As rajadas constantes disparadas pelos criminosos durante mega-assaltos a bancos colocam em pânico cidades de diversos estados do Brasil
Homens fortemente equipados com fuzis, granadas, coletes à prova de balas e até armas capazes de abater aeronaves. As rajadas constantes disparadas pelos criminosos durante mega-assaltos a bancos colocam em pânico cidades de diversos estados do Brasil.
“Novo Cangaço” ou “Ataque de Cidade”, como especialistas chamam as ações como a que ocorreu na madrugada desta terça-feira (1º/12) em Criciúma (SC) são cada vez mais comuns no Brasil, segundo especialistas ouvidos pela BBC News Brasil. Elas já foram registradas em Estados de todas as regiões do Brasil.
Na ação desta madrugada, uma quadrilha entrou na cidade com ao menos 12 carros, com placas adulteradas ou sem placas.
Eram cerca de 40 homens fortemente armados, segundo captaram as câmeras de vigilância da cidade. Uma “ação sem precedentes”, nas palavras do tenente coronel Dimitri, uma das autoridades da Polícia Militar que acompanham o caso.
Os criminosos atearam fogo a um veículo diante de um quartel da Polícia Militar, para dificultar a saída dos policiais. Houve troca de tiros com os PMs, e o soldado Jeferson Luiz Esmeraldino ficou ferido no abdômen (ele passava por cirurgias nesta terça, em situação de saúde descrita como delicada pelos colegas).
Mas o que o poder público pode fazer para conter tamanho poderio bélico e planejamento executado por dezenas de criminosos?

Tarefas a realizar -
a – Extraia na íntegra o texto sobre os mega-assaltos a bancos, sem alterar nenhum caractere.
b – Das linhas abaixo, copie sem alterações somente o trecho que começa na linha que contém "Definition of the keypoint: for every instance of the black" e termina na última das linhas, com as duas extremidades incluídas.

Linhas do exercício -
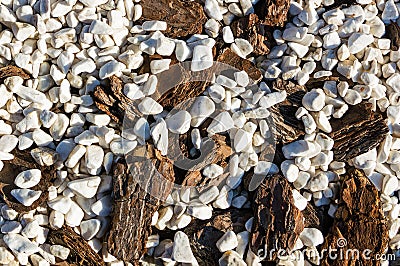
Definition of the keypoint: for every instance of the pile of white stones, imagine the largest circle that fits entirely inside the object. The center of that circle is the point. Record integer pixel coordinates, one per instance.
(70, 47)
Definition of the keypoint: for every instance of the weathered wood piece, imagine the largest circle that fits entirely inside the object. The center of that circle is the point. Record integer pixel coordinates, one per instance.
(359, 223)
(183, 18)
(133, 206)
(80, 251)
(358, 131)
(277, 222)
(257, 34)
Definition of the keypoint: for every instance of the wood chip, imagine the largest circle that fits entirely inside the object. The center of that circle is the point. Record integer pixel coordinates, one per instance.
(359, 220)
(358, 131)
(257, 34)
(133, 207)
(10, 71)
(204, 234)
(272, 12)
(277, 222)
(80, 251)
(183, 18)
(287, 127)
(23, 161)
(230, 58)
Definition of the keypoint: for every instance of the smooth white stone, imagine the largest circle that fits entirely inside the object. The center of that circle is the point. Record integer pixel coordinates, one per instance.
(211, 8)
(227, 34)
(61, 204)
(28, 178)
(314, 100)
(227, 242)
(113, 67)
(202, 57)
(212, 171)
(290, 170)
(200, 212)
(103, 206)
(181, 251)
(60, 251)
(359, 41)
(209, 195)
(222, 122)
(149, 107)
(89, 228)
(182, 51)
(85, 187)
(26, 196)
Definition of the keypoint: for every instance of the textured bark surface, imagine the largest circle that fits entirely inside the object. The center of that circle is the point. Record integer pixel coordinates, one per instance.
(10, 71)
(112, 101)
(272, 12)
(183, 17)
(230, 58)
(134, 207)
(81, 253)
(277, 222)
(23, 161)
(358, 131)
(287, 128)
(251, 29)
(393, 32)
(359, 220)
(204, 234)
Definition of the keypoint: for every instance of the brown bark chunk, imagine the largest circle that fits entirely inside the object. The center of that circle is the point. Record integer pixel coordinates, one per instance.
(204, 234)
(277, 222)
(23, 161)
(133, 207)
(287, 128)
(230, 58)
(359, 220)
(81, 253)
(272, 12)
(183, 18)
(251, 29)
(10, 71)
(358, 131)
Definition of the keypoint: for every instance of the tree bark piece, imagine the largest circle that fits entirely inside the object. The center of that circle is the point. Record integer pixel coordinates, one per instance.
(204, 234)
(133, 207)
(287, 127)
(251, 29)
(230, 58)
(358, 131)
(23, 161)
(277, 222)
(272, 12)
(10, 71)
(359, 220)
(81, 253)
(393, 32)
(183, 18)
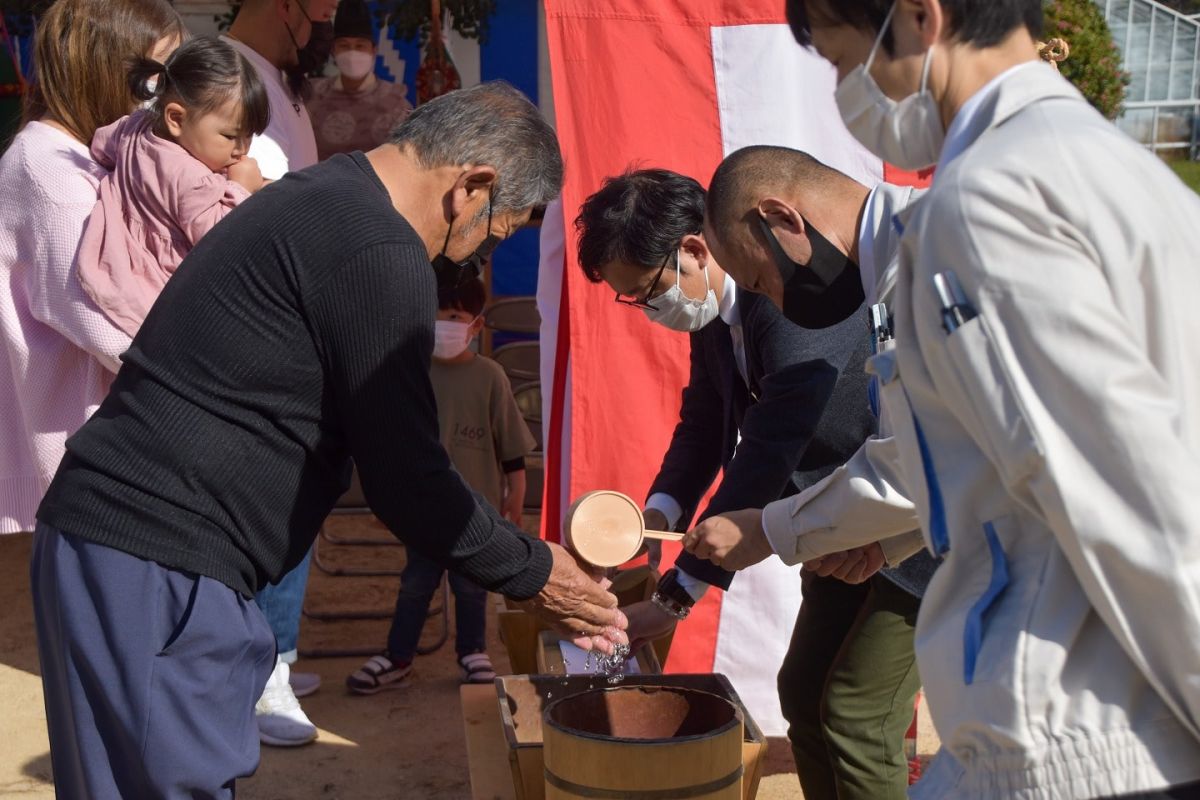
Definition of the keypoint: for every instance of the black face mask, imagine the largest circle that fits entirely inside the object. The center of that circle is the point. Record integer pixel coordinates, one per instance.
(822, 293)
(311, 58)
(453, 274)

Gabarito -
a –
As rajadas constantes disparadas pelos criminosos durante mega-assaltos a bancos colocam em pânico cidades de diversos estados do Brasil
Homens fortemente equipados com fuzis, granadas, coletes à prova de balas e até armas capazes de abater aeronaves. As rajadas constantes disparadas pelos criminosos durante mega-assaltos a bancos colocam em pânico cidades de diversos estados do Brasil.
“Novo Cangaço” ou “Ataque de Cidade”, como especialistas chamam as ações como a que ocorreu na madrugada desta terça-feira (1º/12) em Criciúma (SC) são cada vez mais comuns no Brasil, segundo especialistas ouvidos pela BBC News Brasil. Elas já foram registradas em Estados de todas as regiões do Brasil.
Na ação desta madrugada, uma quadrilha entrou na cidade com ao menos 12 carros, com placas adulteradas ou sem placas.
Eram cerca de 40 homens fortemente armados, segundo captaram as câmeras de vigilância da cidade. Uma “ação sem precedentes”, nas palavras do tenente coronel Dimitri, uma das autoridades da Polícia Militar que acompanham o caso.
Os criminosos atearam fogo a um veículo diante de um quartel da Polícia Militar, para dificultar a saída dos policiais. Houve troca de tiros com os PMs, e o soldado Jeferson Luiz Esmeraldino ficou ferido no abdômen (ele passava por cirurgias nesta terça, em situação de saúde descrita como delicada pelos colegas).
Mas o que o poder público pode fazer para conter tamanho poderio bélico e planejamento executado por dezenas de criminosos?

b –
Definition of the keypoint: for every instance of the black face mask, imagine the largest circle that fits entirely inside the object. The center of that circle is the point. Record integer pixel coordinates, one per instance.
(822, 293)
(311, 58)
(453, 274)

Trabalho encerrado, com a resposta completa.